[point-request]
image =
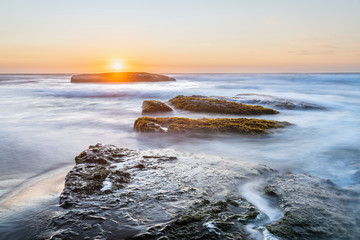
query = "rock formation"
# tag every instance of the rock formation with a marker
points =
(210, 105)
(206, 125)
(120, 77)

● ● ● ●

◆ About this exercise
Set down the records in full and exactly. Do not carry over any image.

◆ Task answer
[point-request]
image =
query = "rock formation"
# tag every instance of the rock formation with a marker
points =
(210, 105)
(206, 125)
(120, 77)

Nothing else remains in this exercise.